Work instruction
Only text is carried over. Reproduce the entries below exactly.

Data for the task
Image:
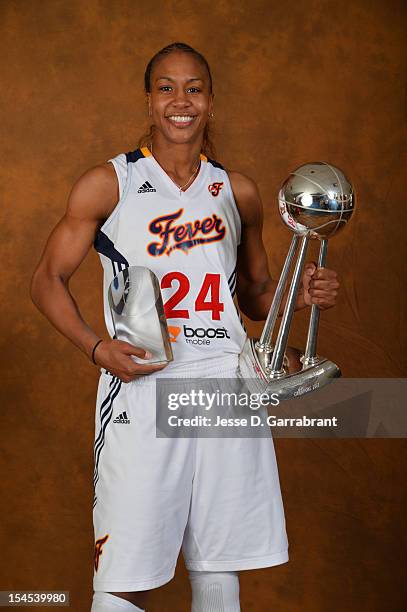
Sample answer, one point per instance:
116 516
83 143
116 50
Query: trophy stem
310 355
276 370
265 342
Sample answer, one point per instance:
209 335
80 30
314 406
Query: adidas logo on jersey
122 418
145 188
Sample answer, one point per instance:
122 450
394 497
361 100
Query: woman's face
180 100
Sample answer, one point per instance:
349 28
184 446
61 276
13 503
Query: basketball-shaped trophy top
317 199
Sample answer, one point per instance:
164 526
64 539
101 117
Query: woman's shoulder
246 195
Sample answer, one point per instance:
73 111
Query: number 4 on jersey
211 284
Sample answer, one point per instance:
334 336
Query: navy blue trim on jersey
215 164
105 246
232 282
133 156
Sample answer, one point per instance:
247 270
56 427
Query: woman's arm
91 201
255 287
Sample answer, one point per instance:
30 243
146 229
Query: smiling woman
195 85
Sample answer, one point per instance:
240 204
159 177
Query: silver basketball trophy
137 311
316 201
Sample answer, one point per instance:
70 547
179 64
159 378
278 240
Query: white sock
106 602
214 591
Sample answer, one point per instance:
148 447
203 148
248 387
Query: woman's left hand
319 286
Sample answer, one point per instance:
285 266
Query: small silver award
315 201
137 311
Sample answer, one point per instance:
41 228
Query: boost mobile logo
200 335
98 550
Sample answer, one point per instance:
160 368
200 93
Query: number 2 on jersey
210 285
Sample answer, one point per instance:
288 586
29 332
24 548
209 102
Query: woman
169 207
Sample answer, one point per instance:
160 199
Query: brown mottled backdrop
295 81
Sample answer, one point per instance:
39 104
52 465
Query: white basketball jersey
189 240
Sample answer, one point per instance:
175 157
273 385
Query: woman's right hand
114 356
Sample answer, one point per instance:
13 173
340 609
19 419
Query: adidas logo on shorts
146 187
122 418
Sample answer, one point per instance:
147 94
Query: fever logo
98 549
215 188
183 236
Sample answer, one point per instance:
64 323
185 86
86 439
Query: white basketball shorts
217 498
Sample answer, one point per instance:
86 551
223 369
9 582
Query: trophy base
299 378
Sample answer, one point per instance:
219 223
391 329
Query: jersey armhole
123 175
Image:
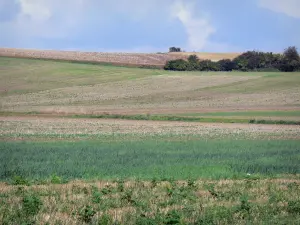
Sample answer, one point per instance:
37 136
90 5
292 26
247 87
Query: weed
86 214
31 204
172 217
105 219
96 195
56 179
19 180
120 185
294 207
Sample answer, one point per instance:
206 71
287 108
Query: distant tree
291 54
174 49
178 64
226 65
193 59
208 65
290 61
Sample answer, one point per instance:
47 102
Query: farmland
96 144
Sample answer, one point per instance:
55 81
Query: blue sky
150 25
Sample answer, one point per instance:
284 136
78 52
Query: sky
150 25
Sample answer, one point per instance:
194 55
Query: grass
292 113
66 116
187 119
48 86
148 158
248 201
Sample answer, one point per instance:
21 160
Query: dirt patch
112 58
76 128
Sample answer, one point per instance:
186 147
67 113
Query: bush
208 65
174 49
289 61
31 204
86 214
226 65
178 65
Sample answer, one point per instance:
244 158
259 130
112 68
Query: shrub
174 49
19 180
178 64
86 214
208 65
172 217
31 204
226 65
294 207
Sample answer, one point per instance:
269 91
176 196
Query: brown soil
126 59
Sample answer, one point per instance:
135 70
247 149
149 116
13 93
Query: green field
100 144
147 159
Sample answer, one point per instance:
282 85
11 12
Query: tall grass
146 159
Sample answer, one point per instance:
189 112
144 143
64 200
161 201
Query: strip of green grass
148 158
294 113
165 118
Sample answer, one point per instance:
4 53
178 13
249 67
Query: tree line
289 61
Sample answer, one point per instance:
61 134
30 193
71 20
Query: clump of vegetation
208 202
86 214
31 204
289 61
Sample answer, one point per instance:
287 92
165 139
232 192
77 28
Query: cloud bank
289 7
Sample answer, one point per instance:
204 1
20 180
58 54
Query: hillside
129 59
45 86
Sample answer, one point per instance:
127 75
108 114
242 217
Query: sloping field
54 131
60 87
208 55
129 59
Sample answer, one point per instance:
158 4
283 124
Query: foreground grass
148 158
248 201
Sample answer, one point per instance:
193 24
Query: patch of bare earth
147 93
40 126
113 58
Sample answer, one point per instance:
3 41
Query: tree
193 59
226 65
291 54
178 64
290 61
174 49
208 65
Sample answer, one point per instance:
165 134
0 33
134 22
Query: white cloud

Exercise solution
Image:
Sample answer, one point per instance:
116 516
83 143
116 50
Query: trophy stem
310 355
276 370
265 342
Sample answer, one point per instance:
209 335
80 30
314 406
Query: adidas logo on jersey
122 418
145 188
Sample answer, one point per instance:
122 450
394 497
361 100
Query: woman's face
180 100
Sample answer, one point per instance:
349 28
184 446
61 276
13 503
Query: basketball-shaped trophy top
317 199
Sample answer, one point per instance:
164 526
64 539
101 117
Query: woman's shoulder
246 195
Sample answer, one point per instance:
73 111
Query: number 4 on jersey
211 284
Sample answer, one point per instance:
334 336
Query: navy blue trim on jersey
215 164
105 246
232 282
133 156
Sample answer, one point per instance:
247 270
56 427
Query: woman's arm
91 201
255 287
Sample answer, one point per instance:
30 243
146 229
Query: smiling woman
195 85
Sample answer, one point per instance:
240 204
159 177
Query: silver basketball trophy
137 311
316 201
Sample answer, one point per instance:
70 547
179 64
159 378
278 240
Query: white sock
106 602
214 591
Sample answer, one point per instance:
148 447
203 148
248 387
Query: woman's left hand
319 286
Sample answer, one point per instance:
285 266
Query: small silver award
315 201
137 311
Sample answer, one point per instance:
41 228
Query: boost mobile logo
200 335
98 550
Sample answer, one point per instance:
160 368
200 93
Query: number 2 on jersey
210 285
Sample answer, one point per instance:
288 586
29 332
24 548
209 102
Query: woman
169 207
Sample answer, one point per instance:
160 199
Query: brown mottled backdrop
295 81
Sample answer, one point per instance:
39 104
52 465
Query: white basketball jersey
189 240
Sample answer, one point per instance:
175 157
273 385
Query: woman's right hand
114 356
Sample answer, one point per instance:
13 173
340 609
19 419
Query: adidas logo on shorts
146 187
122 418
Sample answer, one point per instance:
147 94
Query: fever logo
98 549
215 188
183 236
Sample answer, one point per instance:
64 323
185 86
86 439
Query: white basketball shorts
217 498
Sample answer, one point per instance:
86 551
223 369
9 582
Query: trophy base
299 378
Sample answer, one point per instance:
219 223
391 329
Query: jersey armhole
123 175
Image:
Sample answer, one point per instance:
37 136
90 5
292 26
247 87
Query: weed
86 214
31 204
172 217
105 219
96 195
56 179
19 180
120 185
294 207
Sample answer, one point per instance:
206 71
287 108
Query: distant tree
291 54
174 49
178 64
226 65
193 59
208 65
290 61
Sample answer, one point per instance:
47 102
Query: farmland
96 144
Sample answer, one point per instance:
55 81
Query: blue sky
150 25
Sample answer, one point per instance:
284 136
78 52
Query: sky
150 25
Sample answer, one point per instance:
194 55
Query: grass
292 113
66 116
187 119
48 86
148 158
248 201
Sample answer, one point per instance:
21 160
Query: dirt patch
112 58
76 128
Sample answer, one point per instance:
186 147
67 113
Query: bush
208 65
174 49
289 61
31 204
86 214
226 65
178 65
Sample answer, one point per instance:
244 158
259 130
112 68
Query: shrub
174 49
19 180
178 64
86 214
208 65
172 217
31 204
226 65
294 207
Sample answer, one point per instance:
269 91
176 196
Query: brown soil
126 59
Sample answer, one point per instance:
135 70
247 149
149 116
13 93
Query: green field
100 144
147 159
Sample answer, one point per instance:
282 85
11 12
Query: tall grass
146 159
Sample answer, one point per instance:
189 112
144 143
64 200
161 201
Query: strip of green grass
148 158
294 113
165 118
Sample answer, one point per instance:
4 53
178 13
249 67
Query: tree line
289 61
Sample answer, one point per instance:
61 134
30 193
71 20
Query: clump of vegetation
208 202
86 214
31 204
289 61
Sample answer, one point per instance:
287 92
165 139
232 192
77 28
Query: cloud bank
289 7
Sample answer, one point per instance:
204 1
20 180
58 54
Query: hillside
129 59
45 86
Sample answer, one point per instance:
127 75
108 114
242 217
Query: sloping field
54 131
60 87
208 55
129 59
Sample answer, one point per instance:
158 4
283 124
Query: foreground grass
148 158
248 201
Sample answer, one point per instance:
193 24
Query: patch of bare earth
147 93
40 126
113 58
Sample answer, one point per instance:
3 41
Query: tree
193 59
226 65
291 54
178 64
290 61
174 49
208 65
Sample answer, one point per instance:
165 134
0 33
134 22
Query: white cloud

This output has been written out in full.